An exact restatement of all the data is required, with the pictures left out.

(Extracted records)
+++

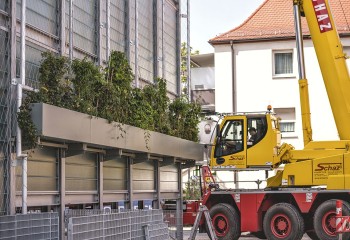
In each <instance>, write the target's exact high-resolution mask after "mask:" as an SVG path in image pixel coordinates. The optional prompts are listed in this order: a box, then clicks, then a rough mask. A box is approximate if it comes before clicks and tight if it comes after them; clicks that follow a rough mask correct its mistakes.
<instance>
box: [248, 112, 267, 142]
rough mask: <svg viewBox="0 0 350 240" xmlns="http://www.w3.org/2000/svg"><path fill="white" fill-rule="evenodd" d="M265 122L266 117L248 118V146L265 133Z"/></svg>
mask: <svg viewBox="0 0 350 240" xmlns="http://www.w3.org/2000/svg"><path fill="white" fill-rule="evenodd" d="M266 132H267V122H266V117H265V116H264V117H256V118H248V136H247V139H248V142H247V145H248V148H250V147H252V146H253V145H255V144H257V143H258V142H260V141H261V139H263V138H264V137H265V135H266Z"/></svg>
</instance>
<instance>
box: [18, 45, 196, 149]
mask: <svg viewBox="0 0 350 240" xmlns="http://www.w3.org/2000/svg"><path fill="white" fill-rule="evenodd" d="M42 56H43V59H42V62H41V66H40V70H39V73H40V77H39V84H40V89H39V91H38V92H31V93H29V94H28V95H27V97H26V98H25V100H24V101H23V104H22V107H21V111H20V112H19V114H18V123H19V126H20V128H21V129H22V132H23V133H24V134H22V135H23V137H24V139H25V142H26V145H27V147H29V148H33V147H34V146H35V138H36V130H35V127H34V124H33V122H32V121H31V116H30V112H31V103H35V102H43V103H47V104H51V105H55V106H58V107H63V108H67V109H70V110H74V111H79V112H82V113H87V114H90V115H92V116H97V117H101V118H105V119H107V120H108V121H110V122H112V121H113V122H117V123H118V124H119V125H118V127H119V129H120V130H121V132H122V133H123V132H124V133H125V131H124V129H123V124H129V125H133V126H135V127H140V128H142V129H144V130H145V141H146V146H147V143H148V141H149V136H150V132H149V131H158V132H161V133H164V134H169V135H173V136H176V137H181V138H184V139H188V140H191V141H197V140H198V137H197V134H198V127H197V124H198V123H199V115H200V106H199V104H197V103H189V102H188V101H187V100H186V98H178V99H175V100H173V101H172V102H170V100H169V98H168V96H167V87H166V80H165V79H156V80H155V83H154V85H148V86H145V87H144V88H143V89H138V88H133V87H132V81H133V79H134V76H133V74H132V70H131V68H130V66H129V63H128V61H127V59H126V58H125V56H124V54H123V53H121V52H116V51H113V52H111V54H110V60H109V62H108V64H107V67H105V68H101V67H98V66H96V65H95V64H94V63H92V62H91V61H89V60H87V59H82V60H81V59H75V60H74V61H72V62H70V61H69V59H68V58H66V57H62V56H57V55H54V54H52V53H44V54H43V55H42ZM120 137H123V134H121V136H120Z"/></svg>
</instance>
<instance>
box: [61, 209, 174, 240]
mask: <svg viewBox="0 0 350 240" xmlns="http://www.w3.org/2000/svg"><path fill="white" fill-rule="evenodd" d="M66 213H68V214H71V215H78V214H82V215H85V214H86V215H87V214H89V212H88V211H86V212H84V211H79V212H78V213H74V210H70V211H69V212H66ZM90 213H96V212H94V211H91V212H90ZM161 223H163V211H162V210H159V209H153V210H137V211H131V210H127V211H124V212H119V213H112V212H111V213H107V214H106V212H105V211H103V210H102V211H101V214H97V215H89V216H80V217H70V218H69V219H68V240H81V239H91V240H92V239H105V240H107V239H110V240H112V239H125V240H128V239H133V240H138V239H139V240H144V239H145V231H144V227H145V226H147V225H153V224H161ZM163 232H164V229H162V228H159V232H157V229H152V234H153V235H155V236H160V235H162V233H163ZM163 235H164V233H163ZM158 239H159V238H158ZM163 239H168V238H163Z"/></svg>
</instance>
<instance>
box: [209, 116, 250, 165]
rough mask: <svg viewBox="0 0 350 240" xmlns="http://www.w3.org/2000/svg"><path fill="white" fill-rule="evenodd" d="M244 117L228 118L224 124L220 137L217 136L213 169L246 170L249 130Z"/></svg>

+++

## [YOUR RESPONSE]
In each <instance>, write the target's exact high-resolution mask after "mask:" as an SVG path in image pixel coordinates. The optional prompts are listed in this order: a box, then clicks, then a rough mask. A box is approximate if it comes before clicks and tight if it comes after them; clicks that follow a rough mask correct its mistakes.
<instance>
box: [248, 112, 267, 142]
rough mask: <svg viewBox="0 0 350 240" xmlns="http://www.w3.org/2000/svg"><path fill="white" fill-rule="evenodd" d="M265 122L266 117L248 118V146L265 133Z"/></svg>
mask: <svg viewBox="0 0 350 240" xmlns="http://www.w3.org/2000/svg"><path fill="white" fill-rule="evenodd" d="M266 132H267V122H266V117H265V116H264V117H256V118H248V136H247V139H248V142H247V145H248V148H250V147H252V146H253V145H255V144H257V143H258V142H260V141H261V139H263V138H264V137H265V135H266Z"/></svg>
</instance>
<instance>
box: [18, 45, 196, 149]
mask: <svg viewBox="0 0 350 240" xmlns="http://www.w3.org/2000/svg"><path fill="white" fill-rule="evenodd" d="M42 56H43V59H42V62H41V66H40V70H39V73H40V77H39V84H40V89H39V91H38V92H31V93H29V94H28V95H27V97H26V98H25V100H24V101H23V104H22V107H21V111H20V112H19V114H18V123H19V126H20V128H21V129H22V132H23V133H24V134H22V135H23V137H24V139H25V142H26V145H27V147H29V148H33V147H34V146H35V138H36V130H35V127H34V124H33V122H32V121H31V116H30V112H31V103H35V102H43V103H47V104H51V105H55V106H58V107H63V108H67V109H70V110H74V111H79V112H82V113H87V114H90V115H92V116H97V117H101V118H105V119H107V120H108V121H110V122H112V121H113V122H117V123H118V124H119V125H118V127H119V129H120V130H121V132H122V133H123V132H124V133H125V131H124V129H123V124H129V125H133V126H135V127H140V128H142V129H144V130H145V141H146V146H147V143H148V141H149V136H150V132H149V131H158V132H161V133H164V134H169V135H173V136H176V137H181V138H184V139H188V140H191V141H197V140H198V137H197V134H198V127H197V124H198V123H199V115H200V106H199V104H197V103H189V102H188V101H187V100H186V98H178V99H175V100H173V101H172V102H170V100H169V98H168V96H167V87H166V80H165V79H156V80H155V83H154V85H148V86H145V87H144V88H143V89H138V88H133V87H132V81H133V79H134V76H133V74H132V70H131V68H130V66H129V63H128V61H127V59H126V58H125V56H124V54H123V53H121V52H116V51H113V52H111V54H110V60H109V62H108V64H107V67H105V68H101V67H98V66H96V65H95V64H94V63H92V62H91V61H89V60H87V59H82V60H81V59H75V60H74V61H72V62H70V61H69V59H68V58H66V57H62V56H57V55H54V54H52V53H44V54H43V55H42ZM120 137H123V134H121V136H120Z"/></svg>
</instance>
<instance>
box: [61, 209, 174, 240]
mask: <svg viewBox="0 0 350 240" xmlns="http://www.w3.org/2000/svg"><path fill="white" fill-rule="evenodd" d="M66 213H68V214H71V215H78V214H82V215H85V214H86V215H87V214H89V212H88V211H86V212H84V211H79V212H78V213H74V210H70V211H69V212H66ZM90 213H96V212H94V211H91V212H90ZM161 223H163V211H162V210H159V209H153V210H137V211H131V210H127V211H124V212H119V213H112V212H111V213H107V214H106V212H105V211H103V210H102V211H101V214H97V215H89V216H80V217H70V218H69V219H68V240H81V239H91V240H92V239H105V240H107V239H110V240H112V239H125V240H128V239H133V240H138V239H139V240H144V239H145V231H144V227H145V226H147V225H153V224H161ZM163 232H164V229H162V228H159V232H157V229H152V234H153V235H155V236H160V235H162V233H163ZM163 235H164V233H163ZM158 239H159V238H158ZM163 239H168V238H163Z"/></svg>
</instance>
<instance>
box: [209, 116, 250, 165]
rough mask: <svg viewBox="0 0 350 240" xmlns="http://www.w3.org/2000/svg"><path fill="white" fill-rule="evenodd" d="M244 117L228 118L224 124L220 137L217 136L213 169L246 170L249 130Z"/></svg>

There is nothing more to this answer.